▶ **PASSAGE**:
'''
Park Jong-soo (1941 – 27 November 2021) was a South Korean master of taekwondo and one of the twelve original masters of taekwondo of the Korea Taekwon-Do Association. He held the rank of 9th dan. Following a career in the South Korean military, he emigrated to Canada in 1968.

Early life
Park was born in Chung-Nam, Korea, in 1941, during the period of Japanese occupation. He trained in taekwondo under Choi Hong-hi. In 1965, he was invited to be the coach of the German Taekwon-Do Association, and moved from South Korea to West Germany. Park was ranked 5th dan that year. The following year, he moved to the Netherlands and founded the Netherlands Taekwon-Do Association. Through the late 1960s and 1970s, Park was a key member of the taekwondo demonstration teams that accompanied Choi around the world.
'''
▶ **PROBLEMS**:
• 1. In the Park Jong-soo biography, what organization did he found after moving to the Netherlands?
• 2. Reproduce the Park Jong-soo biography from the words "Park Jong-soo (1941" through "Canada in 1968.", renaming "taekwondo" as "tae kwon do" wherever it occurs.

▶ **DATA EXCERPTS**:
'''
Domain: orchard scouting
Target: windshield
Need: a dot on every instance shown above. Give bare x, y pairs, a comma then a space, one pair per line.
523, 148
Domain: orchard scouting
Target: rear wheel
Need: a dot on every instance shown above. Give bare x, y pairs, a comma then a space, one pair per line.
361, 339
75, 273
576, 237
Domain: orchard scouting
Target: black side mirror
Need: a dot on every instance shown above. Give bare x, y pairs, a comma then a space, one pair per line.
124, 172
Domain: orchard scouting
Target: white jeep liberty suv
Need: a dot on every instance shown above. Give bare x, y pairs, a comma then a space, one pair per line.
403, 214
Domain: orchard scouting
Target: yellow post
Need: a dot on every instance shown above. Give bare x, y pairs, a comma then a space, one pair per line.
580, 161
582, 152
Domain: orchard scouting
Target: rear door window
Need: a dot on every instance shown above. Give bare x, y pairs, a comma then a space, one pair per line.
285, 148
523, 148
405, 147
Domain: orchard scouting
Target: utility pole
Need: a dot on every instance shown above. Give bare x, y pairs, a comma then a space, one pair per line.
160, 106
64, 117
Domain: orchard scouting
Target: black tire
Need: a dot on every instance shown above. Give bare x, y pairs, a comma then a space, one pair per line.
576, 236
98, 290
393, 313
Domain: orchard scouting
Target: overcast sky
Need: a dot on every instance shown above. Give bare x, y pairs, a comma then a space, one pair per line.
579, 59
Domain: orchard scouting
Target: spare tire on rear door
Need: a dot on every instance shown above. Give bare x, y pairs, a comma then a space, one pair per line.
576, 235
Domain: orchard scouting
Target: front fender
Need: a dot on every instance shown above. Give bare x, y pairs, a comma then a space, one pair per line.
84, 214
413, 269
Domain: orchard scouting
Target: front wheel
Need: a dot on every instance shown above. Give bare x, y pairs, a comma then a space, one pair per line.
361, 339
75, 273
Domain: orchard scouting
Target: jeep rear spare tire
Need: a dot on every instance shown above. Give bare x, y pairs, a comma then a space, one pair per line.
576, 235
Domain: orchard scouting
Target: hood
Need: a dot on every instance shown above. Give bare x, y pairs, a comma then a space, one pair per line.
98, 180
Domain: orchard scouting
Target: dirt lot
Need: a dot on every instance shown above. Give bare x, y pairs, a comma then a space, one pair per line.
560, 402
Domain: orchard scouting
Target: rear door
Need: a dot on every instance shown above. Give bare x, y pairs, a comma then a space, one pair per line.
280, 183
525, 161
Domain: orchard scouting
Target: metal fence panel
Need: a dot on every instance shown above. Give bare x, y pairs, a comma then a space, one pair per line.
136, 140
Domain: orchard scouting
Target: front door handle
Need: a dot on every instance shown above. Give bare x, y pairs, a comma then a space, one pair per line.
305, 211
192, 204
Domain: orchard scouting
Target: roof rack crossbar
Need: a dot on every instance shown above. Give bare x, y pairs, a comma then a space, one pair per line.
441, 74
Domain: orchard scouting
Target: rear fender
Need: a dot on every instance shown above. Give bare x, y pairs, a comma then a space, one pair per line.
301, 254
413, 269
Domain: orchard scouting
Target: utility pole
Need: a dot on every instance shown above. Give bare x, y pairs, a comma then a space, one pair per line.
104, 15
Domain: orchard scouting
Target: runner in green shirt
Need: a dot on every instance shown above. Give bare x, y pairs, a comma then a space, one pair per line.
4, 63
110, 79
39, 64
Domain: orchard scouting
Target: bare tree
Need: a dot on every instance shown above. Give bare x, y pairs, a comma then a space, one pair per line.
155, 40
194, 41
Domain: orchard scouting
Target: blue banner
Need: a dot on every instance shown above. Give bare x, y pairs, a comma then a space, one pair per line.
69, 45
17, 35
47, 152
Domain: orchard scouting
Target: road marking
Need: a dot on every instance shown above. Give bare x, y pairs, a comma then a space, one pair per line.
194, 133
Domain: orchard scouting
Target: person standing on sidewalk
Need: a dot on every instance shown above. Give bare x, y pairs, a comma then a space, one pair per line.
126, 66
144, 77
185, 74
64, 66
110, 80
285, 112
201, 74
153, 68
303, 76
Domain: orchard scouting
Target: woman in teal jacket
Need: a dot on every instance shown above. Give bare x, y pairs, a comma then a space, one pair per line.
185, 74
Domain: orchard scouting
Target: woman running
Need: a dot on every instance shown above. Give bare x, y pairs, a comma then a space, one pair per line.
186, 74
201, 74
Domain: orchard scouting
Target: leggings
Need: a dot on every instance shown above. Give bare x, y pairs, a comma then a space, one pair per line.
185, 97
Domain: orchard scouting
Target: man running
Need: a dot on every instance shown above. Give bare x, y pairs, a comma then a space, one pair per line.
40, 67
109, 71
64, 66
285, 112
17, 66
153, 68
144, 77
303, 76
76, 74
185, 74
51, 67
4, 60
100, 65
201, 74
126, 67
'''
▶ **OUTPUTS BY TASK**:
• 1. The Netherlands Taekwon-Do Association.

• 2.
Park Jong-soo (1941 – 27 November 2021) was a South Korean master of tae kwon do and one of the twelve original masters of tae kwon do of the Korea Taekwon-Do Association. He held the rank of 9th dan. Following a career in the South Korean military, he emigrated to Canada in 1968.